**WHAT IS EXPECTED**
Copy everything from the line containing "Detect dark grey" down to the line containing "679;94;1037;300", putting "station wagon" in place of "renault scenic" and keeping all else the same.

--- begin STORED ROWS ---

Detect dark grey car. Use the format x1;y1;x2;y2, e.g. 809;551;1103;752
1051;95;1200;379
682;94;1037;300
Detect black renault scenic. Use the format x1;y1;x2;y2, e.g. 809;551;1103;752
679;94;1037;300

--- end STORED ROWS ---
--- begin STORED ROWS ---

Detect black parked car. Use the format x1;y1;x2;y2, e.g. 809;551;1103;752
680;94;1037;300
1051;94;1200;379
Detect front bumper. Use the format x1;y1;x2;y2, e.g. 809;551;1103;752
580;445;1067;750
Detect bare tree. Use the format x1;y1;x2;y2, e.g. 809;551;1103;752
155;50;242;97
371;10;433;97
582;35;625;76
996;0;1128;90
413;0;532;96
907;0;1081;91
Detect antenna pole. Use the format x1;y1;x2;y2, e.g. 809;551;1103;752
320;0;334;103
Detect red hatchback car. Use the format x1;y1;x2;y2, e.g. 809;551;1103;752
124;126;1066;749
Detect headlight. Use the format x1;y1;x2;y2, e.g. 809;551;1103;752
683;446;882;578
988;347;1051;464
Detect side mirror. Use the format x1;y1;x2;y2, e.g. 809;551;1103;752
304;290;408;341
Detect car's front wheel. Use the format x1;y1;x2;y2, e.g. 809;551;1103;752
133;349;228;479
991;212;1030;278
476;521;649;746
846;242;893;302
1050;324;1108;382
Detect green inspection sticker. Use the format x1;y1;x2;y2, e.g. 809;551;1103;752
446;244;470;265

--- end STORED ROWS ---

**TASK OUTPUT**
Detect dark grey car. Use the format x1;y1;x2;y2, e.g. 809;551;1103;752
1051;95;1200;379
682;94;1037;300
Detect black station wagon. Use the format x1;y1;x2;y2, e.g. 809;551;1103;752
679;94;1037;300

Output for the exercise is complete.